Excerpted passage —
▼▼▼

I didn't understand how resiliant and loving children can be. Our 5 older children have been so patient with a mom who has had limited time and attention for them and were willing for their baby sister to get all of the time, love and attention that she needed. They have showered her with that as well and it is precious to see!
I didn't know that the sweet heart of my oldest daughter would be moved to start a project to help other heart babies get the help that they need.
I didn't know I could be a really good nurse - learning various medical procedures, equipment, rates and measurements and more. I never envisioned my bedroom being a place with so much medical equipment. I'm thankful though we could care for her at home and not have to spend endless months at the hospital as some people do.
I didn't know that feeding could be such a struggle. I have always nursed my babies and loved the ease and beauty of that relationship. I didn't know I would feel like such a failure when this didn't work out.

▲▲▲

Data for analysis —
▼▼▼

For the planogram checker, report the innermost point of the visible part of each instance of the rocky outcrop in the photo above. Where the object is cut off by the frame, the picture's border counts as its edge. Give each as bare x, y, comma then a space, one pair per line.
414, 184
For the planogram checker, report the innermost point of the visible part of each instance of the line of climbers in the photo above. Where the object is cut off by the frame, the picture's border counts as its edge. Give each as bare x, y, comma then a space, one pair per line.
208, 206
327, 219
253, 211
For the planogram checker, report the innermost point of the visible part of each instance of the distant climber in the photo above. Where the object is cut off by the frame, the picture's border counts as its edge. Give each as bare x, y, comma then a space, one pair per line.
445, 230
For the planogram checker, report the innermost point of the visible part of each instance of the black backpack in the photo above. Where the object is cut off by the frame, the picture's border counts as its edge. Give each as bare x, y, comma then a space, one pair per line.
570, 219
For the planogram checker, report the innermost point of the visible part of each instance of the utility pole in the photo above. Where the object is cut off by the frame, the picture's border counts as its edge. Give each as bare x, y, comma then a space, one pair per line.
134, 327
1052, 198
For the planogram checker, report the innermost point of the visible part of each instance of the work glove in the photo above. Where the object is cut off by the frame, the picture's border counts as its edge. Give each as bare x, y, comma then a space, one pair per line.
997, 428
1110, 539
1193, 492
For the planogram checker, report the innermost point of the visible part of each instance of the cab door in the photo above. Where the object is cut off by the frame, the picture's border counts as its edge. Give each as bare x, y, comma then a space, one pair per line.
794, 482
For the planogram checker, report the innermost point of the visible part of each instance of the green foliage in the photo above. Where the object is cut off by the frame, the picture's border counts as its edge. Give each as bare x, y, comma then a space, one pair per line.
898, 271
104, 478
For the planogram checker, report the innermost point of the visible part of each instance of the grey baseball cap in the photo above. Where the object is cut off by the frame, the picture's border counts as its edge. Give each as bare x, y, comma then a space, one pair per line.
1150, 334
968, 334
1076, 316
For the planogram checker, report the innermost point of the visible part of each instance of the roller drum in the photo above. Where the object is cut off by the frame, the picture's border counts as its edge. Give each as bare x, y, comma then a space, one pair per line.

▲▲▲

Set of tasks —
1. In the reflection on caring for a heart baby, what was the oldest daughter moved to start?
2. Write what comes next in the reflection on caring for a heart baby, picking up after its final sentence.
The data above is separate material with no connection to the reflection on caring for a heart baby.

Written responses —
1. A project to help other heart babies get the help that they need.

2.
I didn't know the fear of waiting for various test results and the relief and happiness of hearing that something tested just fine! What sweet words to hear "normal" in regards to her hearing after having her fail the test repeatedly since birth.
I didn't know the JOYof having a day with no feeding tubes. The thrill of seeing my daughter eat on her own after 8 months of using a feeding tube.
I didn't know how important it could be to have a pediatrician that truly knew my child and one that was available at any time for questions. I didn't know what a blessing it would be to have our wonderful ped willing to see us on her off days when we were frightened by what was going on with our daughter.
I didn't know that despite all of my efforts to protect my baby, that she could still get a horrible infection - and fight it with strength I didn't know she had.
I didn't understand fully the power of prayer and how it can knit hearts together. I don't always understand how prayer works. I used to think it was about getting what I wanted, but now I think it's more about making me who I need to be, making sure my heart is where it needs to be.
I didn't know that if I just quit fighting to get my way, that the fall into God's arms would be so much easier. The rest and the peace of laying in His arms is so much better than the struggle of fighting for what I think is best.
I didn't know the pain of knowing that some people might see my beloved daughter as a mistake or an error or a project that needed to be fixed. Or the weight of wondering what the future will hold.
I didn't know how much I would love this precious little girl who has already changed my life in so many ways.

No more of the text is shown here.